**QUOTED PASSAGE**

┄┄┄┄┄┄

Ciara Mary‑Alice Thompson, known professionally as CMAT, received body‑shaming abuse online after her performance on the main stage at Radio 1's Big Weekend in Sunderland on Sunday evening.
Photos taken on 24 May of Thompson on stage were the subject of abusive comments about her weight, and she said the fallout left her with "deep sadness." Thompson reminded the crowd during her Sunderland set of the "very nasty comments" made about her physical appearance after she played Big Weekend in 2024, and on Thursday she said she felt compelled to wade in and speak for herself on Instagram.
Thompson shared screenshots of a Substack essay by a fan called Front Row Feels that compared the treatment of CMAT with fellow Big Weekend acts Zara Larsson and Olivia Dean. "What struck me most while scrolling through those toxic comment sections was the glaring disparity in how different women on that same lineup were treated," Thompson wrote, quoting the essay.
She told followers she is exhausted by the cycle. "It is literally so boring for me, a gorgeous genius, to keep having to yap on about how horribly I am treated because of my body," Thompson wrote, and added that the abuse has continued as she becomes better known: "I would love to stop but I cannot because it keeps happening, at an accelerating and worsening pace as I become more famous."
Those posts pulled a rare, visible action from Radio 1: the broadcaster disabled comments on videos of CMAT's Big Weekend performance on its Instagram, while keeping comments enabled on posts about other artists. Thompson noted the same move was taken in 2024 when the disabled comments on a video of her Big Weekend performance in Luton.
The contrast on social platforms is part of the wider point Thompson and the fan essay raised about unequal scrutiny of women on the same bill. Thompson performed on the main stage on Sunday before headliner Olivia Dean; the fan essay argued that different women on the same lineup received "glaringly different levels of grace and basic humanity." Thompson said the insults she endured after last year’s Big Weekend in Luton inspired her song "Take a Sexy Picture Of Me."

┄┄┄┄┄┄

**DATA RECORDS**
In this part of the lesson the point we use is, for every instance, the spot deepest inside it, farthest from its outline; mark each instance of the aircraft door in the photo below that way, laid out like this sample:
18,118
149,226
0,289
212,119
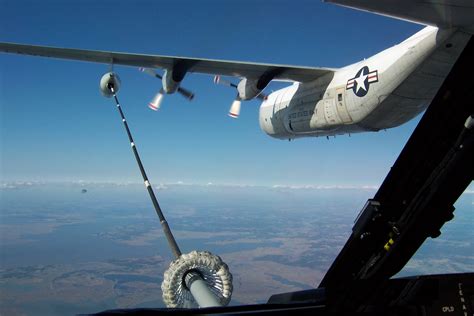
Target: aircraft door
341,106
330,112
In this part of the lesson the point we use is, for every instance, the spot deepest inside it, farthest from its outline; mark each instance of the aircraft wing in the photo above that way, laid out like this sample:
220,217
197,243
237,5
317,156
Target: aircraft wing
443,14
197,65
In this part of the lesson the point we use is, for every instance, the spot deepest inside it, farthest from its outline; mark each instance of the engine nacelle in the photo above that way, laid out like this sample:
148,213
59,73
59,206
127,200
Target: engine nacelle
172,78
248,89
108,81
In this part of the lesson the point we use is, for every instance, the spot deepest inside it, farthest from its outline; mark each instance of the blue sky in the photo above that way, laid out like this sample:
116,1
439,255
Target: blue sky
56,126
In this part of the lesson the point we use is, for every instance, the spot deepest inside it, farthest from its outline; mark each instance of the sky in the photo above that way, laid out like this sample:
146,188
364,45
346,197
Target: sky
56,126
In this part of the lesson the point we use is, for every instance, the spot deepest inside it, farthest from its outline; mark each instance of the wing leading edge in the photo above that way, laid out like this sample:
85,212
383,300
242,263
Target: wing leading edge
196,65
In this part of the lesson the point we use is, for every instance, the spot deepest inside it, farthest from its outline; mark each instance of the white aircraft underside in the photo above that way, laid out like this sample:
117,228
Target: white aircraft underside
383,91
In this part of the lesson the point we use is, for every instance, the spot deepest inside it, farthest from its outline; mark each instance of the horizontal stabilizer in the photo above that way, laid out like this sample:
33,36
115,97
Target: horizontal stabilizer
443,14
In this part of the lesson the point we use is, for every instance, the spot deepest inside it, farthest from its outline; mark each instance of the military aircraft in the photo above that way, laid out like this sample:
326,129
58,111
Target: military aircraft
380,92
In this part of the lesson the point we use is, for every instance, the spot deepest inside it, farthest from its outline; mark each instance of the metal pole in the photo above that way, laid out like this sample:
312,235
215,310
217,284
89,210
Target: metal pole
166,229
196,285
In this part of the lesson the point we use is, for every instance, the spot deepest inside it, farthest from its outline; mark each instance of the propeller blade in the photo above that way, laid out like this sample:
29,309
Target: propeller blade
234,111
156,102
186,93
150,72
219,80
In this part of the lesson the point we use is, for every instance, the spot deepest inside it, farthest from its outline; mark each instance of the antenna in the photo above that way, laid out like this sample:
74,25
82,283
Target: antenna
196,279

┄┄┄┄┄┄

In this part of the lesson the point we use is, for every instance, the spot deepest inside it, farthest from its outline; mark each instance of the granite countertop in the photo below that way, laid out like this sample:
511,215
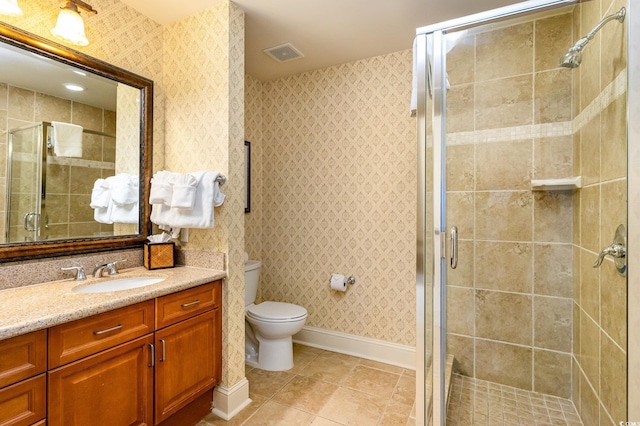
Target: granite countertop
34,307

┄┄┄┄┄┄

**EXERCISE REQUIREMENTS**
From the CMAT article, list every artist named as performing at Radio 1's Big Weekend.

**RESULT FOR THIS EXERCISE**
- CMAT (Ciara Mary‑Alice Thompson)
- Zara Larsson
- Olivia Dean